[Entries taken from a collection]
══════════

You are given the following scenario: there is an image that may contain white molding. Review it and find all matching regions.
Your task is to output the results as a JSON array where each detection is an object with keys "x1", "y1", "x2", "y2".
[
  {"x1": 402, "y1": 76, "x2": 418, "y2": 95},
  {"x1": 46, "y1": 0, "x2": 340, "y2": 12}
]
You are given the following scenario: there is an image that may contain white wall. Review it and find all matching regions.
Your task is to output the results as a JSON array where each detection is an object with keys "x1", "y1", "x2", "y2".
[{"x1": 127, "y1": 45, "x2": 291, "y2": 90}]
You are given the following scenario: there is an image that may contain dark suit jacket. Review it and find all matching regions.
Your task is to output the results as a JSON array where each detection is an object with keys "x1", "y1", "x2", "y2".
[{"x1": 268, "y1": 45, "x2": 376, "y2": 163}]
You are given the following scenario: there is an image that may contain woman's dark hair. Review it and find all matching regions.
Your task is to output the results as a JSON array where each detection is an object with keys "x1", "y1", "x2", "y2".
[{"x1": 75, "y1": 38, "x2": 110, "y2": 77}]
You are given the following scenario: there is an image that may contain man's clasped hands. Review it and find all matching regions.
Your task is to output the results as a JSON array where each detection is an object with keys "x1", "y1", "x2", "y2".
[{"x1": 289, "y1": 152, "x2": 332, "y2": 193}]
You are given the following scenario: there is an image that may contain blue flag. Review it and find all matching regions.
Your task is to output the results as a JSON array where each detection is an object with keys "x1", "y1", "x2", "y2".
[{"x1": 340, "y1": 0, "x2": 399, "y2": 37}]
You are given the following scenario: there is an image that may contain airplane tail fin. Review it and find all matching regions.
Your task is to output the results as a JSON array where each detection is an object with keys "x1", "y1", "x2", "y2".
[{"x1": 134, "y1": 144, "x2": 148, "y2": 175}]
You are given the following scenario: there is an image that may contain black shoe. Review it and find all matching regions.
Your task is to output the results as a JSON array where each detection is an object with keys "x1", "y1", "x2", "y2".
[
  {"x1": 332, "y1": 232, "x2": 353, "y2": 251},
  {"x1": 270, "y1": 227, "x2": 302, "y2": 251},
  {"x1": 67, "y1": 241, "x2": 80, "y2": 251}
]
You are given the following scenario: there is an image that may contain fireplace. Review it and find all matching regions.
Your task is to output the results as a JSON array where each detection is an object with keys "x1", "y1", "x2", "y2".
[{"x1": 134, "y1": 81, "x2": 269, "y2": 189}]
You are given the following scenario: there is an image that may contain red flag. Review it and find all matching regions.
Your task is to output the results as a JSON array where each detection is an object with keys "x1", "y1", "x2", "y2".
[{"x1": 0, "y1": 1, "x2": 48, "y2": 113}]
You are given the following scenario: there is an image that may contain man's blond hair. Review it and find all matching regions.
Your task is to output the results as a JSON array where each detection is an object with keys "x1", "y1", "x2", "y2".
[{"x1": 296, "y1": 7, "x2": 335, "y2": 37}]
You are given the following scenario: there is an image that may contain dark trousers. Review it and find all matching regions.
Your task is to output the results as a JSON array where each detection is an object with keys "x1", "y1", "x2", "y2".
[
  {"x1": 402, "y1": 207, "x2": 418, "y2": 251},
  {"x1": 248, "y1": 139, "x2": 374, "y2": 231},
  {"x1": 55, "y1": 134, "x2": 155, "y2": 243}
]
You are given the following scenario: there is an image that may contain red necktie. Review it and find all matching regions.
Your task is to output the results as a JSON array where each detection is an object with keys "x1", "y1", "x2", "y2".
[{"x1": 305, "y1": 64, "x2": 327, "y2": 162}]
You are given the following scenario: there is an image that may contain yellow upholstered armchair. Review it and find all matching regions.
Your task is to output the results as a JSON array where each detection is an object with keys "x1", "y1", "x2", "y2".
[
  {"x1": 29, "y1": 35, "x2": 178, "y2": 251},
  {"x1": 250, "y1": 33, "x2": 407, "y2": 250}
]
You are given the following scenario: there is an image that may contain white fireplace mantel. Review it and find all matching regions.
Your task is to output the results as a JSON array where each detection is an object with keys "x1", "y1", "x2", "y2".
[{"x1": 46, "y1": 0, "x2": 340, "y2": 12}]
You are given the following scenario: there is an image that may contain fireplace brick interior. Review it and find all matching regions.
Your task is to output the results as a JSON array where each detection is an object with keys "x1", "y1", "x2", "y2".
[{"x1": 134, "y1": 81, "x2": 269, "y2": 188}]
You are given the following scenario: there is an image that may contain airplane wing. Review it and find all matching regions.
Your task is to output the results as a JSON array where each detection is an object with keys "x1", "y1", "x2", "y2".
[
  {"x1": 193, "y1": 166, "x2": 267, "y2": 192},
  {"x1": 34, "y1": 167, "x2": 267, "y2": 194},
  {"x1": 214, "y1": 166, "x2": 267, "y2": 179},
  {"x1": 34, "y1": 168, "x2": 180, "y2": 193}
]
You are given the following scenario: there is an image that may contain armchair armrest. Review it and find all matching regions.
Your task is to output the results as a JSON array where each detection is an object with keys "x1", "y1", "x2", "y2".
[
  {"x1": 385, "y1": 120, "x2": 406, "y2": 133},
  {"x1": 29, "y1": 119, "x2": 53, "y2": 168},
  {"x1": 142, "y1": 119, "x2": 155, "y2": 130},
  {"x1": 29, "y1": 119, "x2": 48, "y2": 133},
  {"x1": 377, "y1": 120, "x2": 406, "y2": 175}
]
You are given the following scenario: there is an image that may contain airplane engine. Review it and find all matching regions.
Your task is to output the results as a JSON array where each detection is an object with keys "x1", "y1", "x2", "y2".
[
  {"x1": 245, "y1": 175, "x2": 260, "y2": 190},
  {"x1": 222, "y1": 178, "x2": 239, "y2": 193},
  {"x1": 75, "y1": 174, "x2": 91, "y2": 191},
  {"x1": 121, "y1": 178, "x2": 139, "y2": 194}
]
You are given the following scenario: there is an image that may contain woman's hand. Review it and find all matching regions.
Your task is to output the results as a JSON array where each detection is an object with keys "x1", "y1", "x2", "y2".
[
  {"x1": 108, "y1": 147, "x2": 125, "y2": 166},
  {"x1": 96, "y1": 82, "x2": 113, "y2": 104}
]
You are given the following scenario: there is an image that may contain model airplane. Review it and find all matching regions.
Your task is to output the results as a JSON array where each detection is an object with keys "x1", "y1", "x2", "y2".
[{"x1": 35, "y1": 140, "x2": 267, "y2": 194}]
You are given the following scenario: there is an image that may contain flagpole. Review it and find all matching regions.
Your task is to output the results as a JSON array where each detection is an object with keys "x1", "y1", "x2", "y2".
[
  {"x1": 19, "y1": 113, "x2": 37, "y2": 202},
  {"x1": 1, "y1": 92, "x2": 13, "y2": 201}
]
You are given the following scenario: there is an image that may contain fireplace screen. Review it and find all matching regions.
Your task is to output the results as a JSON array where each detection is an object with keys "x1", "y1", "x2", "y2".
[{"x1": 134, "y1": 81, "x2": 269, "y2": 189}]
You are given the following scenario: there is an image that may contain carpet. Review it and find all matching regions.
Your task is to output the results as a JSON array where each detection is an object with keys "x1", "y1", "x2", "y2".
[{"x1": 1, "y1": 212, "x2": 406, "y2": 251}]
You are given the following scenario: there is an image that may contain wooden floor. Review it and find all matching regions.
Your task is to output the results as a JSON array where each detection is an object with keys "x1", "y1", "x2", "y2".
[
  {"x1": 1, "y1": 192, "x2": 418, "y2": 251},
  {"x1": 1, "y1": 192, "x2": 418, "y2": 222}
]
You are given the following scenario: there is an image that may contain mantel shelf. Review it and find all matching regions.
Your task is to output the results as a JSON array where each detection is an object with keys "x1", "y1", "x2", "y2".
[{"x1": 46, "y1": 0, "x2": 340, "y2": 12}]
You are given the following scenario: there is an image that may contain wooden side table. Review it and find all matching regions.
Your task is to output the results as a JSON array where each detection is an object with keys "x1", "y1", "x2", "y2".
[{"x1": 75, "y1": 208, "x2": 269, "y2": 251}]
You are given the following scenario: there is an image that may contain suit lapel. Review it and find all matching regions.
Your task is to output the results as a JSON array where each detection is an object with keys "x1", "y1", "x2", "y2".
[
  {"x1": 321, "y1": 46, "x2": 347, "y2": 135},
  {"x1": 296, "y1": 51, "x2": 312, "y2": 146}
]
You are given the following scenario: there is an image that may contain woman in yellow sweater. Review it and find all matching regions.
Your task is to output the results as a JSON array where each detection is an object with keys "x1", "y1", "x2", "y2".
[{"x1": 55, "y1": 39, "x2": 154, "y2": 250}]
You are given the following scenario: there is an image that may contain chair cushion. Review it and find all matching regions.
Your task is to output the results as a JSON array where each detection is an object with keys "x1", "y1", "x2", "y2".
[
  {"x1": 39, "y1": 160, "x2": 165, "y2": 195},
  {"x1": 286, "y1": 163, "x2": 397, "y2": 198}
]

══════════

• _What you should do_
Set down exactly what runs from the line with "table. Review it and find all matching regions." to the last line of the data above, including both of those lines and no others.

• _Answer to the problem_
You are given the following scenario: there is an image that may contain wooden side table. Review it and find all matching regions.
Your task is to output the results as a JSON array where each detection is an object with keys "x1", "y1", "x2", "y2".
[{"x1": 75, "y1": 208, "x2": 269, "y2": 251}]
You are given the following scenario: there is an image that may contain suit lapel. Review it and find all matching regions.
Your task is to output the results as a JSON array where each detection is an object with keys "x1", "y1", "x2", "y2".
[
  {"x1": 321, "y1": 46, "x2": 347, "y2": 135},
  {"x1": 296, "y1": 51, "x2": 312, "y2": 146}
]
You are given the following scenario: there is an image that may contain woman in yellow sweater. Review it and find all matching regions.
Your task is to output the results as a JSON array where each detection is an object with keys "x1", "y1", "x2", "y2".
[{"x1": 55, "y1": 39, "x2": 154, "y2": 250}]
You are given the following scenario: there is an image that may contain chair cushion. Review it and find all matching regions.
Your task is to output the results as a JSON array where each detection is an object with keys "x1", "y1", "x2", "y2".
[
  {"x1": 39, "y1": 160, "x2": 165, "y2": 195},
  {"x1": 286, "y1": 163, "x2": 397, "y2": 198}
]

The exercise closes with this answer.